* **Set exercise**: Please rewrite the records from the line containing "for the castle" through the end, replacing "search for" with "look for" and leaving everything else unchanged.

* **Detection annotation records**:
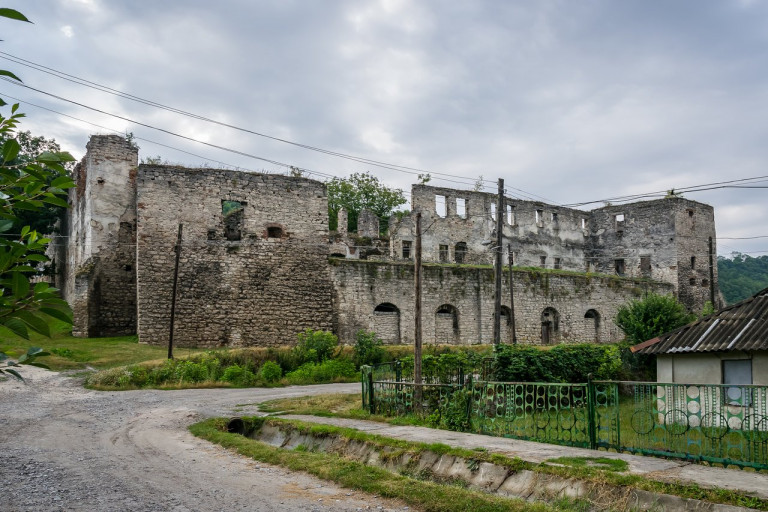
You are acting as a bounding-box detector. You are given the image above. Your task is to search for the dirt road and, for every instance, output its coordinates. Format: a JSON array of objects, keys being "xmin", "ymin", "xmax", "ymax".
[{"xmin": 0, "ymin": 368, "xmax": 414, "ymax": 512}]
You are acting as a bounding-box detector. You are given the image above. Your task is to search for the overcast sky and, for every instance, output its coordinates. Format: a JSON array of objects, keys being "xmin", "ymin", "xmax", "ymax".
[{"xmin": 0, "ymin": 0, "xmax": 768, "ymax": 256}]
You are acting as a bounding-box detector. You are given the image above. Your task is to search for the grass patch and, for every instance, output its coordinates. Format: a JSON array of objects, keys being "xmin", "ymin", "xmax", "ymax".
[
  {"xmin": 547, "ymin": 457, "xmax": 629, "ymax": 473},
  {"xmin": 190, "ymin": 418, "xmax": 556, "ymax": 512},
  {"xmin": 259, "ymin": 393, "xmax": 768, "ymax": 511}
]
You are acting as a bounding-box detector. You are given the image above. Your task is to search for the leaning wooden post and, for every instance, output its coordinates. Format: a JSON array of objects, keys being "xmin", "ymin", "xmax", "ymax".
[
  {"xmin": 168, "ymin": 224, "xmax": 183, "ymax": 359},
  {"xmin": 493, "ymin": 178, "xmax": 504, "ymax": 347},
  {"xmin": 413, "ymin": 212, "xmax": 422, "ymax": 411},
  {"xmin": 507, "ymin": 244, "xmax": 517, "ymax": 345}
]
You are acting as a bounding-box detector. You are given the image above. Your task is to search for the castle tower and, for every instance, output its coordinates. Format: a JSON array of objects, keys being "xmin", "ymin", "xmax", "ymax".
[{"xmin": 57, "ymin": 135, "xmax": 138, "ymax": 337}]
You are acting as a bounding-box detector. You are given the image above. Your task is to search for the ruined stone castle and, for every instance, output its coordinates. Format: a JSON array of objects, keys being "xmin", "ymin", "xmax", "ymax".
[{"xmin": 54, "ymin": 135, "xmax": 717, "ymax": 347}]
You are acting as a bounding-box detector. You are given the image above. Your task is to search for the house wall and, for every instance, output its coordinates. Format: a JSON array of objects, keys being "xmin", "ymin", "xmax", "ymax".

* **Result of this task**:
You are acting as a bounding-box detector. You are given the image above. Your task is to look for the castle tower and, for every instance, output its coordinates. Format: a JSON array of objects, keys being "xmin", "ymin", "xmax", "ymax".
[{"xmin": 57, "ymin": 135, "xmax": 138, "ymax": 337}]
You are acting as a bounding-box detector. You are given the image above. Your task is to look for the ruined stone castle and, for every instance, output its coordinates. Format: a JSON array of objects, keys being "xmin", "ymin", "xmax", "ymax".
[{"xmin": 54, "ymin": 135, "xmax": 717, "ymax": 347}]
You are acting as a bounding-box detector. You are given the image above. Your task is to look for the house wall and, for every instance, output its coordinates. Format: a JSON array of objects, keys being "xmin", "ymin", "xmax", "ymax".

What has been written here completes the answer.